▶ **TASK PROMPT**
Within the records below is a range that opens at the line with "Might you point out the white framed" and closes at the line with "Might you point out the tree". Return that range word for word, both ends included, and only that range.
# # # #
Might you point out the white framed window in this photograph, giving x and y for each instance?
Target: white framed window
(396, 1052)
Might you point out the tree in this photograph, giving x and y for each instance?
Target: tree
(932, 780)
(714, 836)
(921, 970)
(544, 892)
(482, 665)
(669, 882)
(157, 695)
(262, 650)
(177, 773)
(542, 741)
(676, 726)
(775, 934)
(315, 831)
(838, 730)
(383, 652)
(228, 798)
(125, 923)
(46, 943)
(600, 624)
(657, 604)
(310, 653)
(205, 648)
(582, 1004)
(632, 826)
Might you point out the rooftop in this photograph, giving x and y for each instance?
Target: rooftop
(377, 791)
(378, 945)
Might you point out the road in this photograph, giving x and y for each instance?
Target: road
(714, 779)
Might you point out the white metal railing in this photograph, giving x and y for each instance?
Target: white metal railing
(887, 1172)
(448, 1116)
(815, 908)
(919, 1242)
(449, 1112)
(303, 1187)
# # # #
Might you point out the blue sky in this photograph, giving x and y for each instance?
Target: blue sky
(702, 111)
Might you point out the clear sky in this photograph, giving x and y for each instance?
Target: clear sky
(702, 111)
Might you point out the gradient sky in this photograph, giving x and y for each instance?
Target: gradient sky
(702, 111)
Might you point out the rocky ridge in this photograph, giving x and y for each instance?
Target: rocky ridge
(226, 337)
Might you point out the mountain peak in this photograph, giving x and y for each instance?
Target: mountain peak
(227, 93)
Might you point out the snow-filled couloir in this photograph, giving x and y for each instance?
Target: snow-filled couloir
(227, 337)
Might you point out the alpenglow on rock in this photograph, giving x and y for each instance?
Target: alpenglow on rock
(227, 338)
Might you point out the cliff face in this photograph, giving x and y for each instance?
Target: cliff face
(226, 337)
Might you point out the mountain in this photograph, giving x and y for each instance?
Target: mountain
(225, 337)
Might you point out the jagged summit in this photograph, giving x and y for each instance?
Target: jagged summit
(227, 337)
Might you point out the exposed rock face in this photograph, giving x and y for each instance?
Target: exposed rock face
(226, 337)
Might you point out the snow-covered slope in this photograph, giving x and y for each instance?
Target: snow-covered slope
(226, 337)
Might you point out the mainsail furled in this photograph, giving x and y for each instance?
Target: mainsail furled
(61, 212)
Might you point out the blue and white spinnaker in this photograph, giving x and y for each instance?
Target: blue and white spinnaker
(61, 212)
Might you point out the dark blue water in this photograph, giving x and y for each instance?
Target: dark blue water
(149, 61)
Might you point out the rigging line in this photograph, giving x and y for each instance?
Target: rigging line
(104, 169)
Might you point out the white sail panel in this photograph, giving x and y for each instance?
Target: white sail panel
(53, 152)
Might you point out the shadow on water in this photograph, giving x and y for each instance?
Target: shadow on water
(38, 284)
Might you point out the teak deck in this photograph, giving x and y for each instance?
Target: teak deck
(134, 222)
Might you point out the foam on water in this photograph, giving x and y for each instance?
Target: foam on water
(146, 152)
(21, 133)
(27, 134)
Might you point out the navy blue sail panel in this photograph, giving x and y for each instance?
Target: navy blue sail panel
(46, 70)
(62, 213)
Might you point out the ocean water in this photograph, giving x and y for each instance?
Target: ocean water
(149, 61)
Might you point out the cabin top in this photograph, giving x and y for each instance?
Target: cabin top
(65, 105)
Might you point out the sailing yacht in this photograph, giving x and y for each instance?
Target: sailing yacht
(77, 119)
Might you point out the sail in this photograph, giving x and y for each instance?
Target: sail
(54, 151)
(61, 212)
# # # #
▶ **WRITTEN RESPONSE**
Might you point out the white framed window in this photograph, giving x and y for each instance?
Target: white framed window
(396, 1052)
Might you point out the tree in this photograph, giving x and y for each instance?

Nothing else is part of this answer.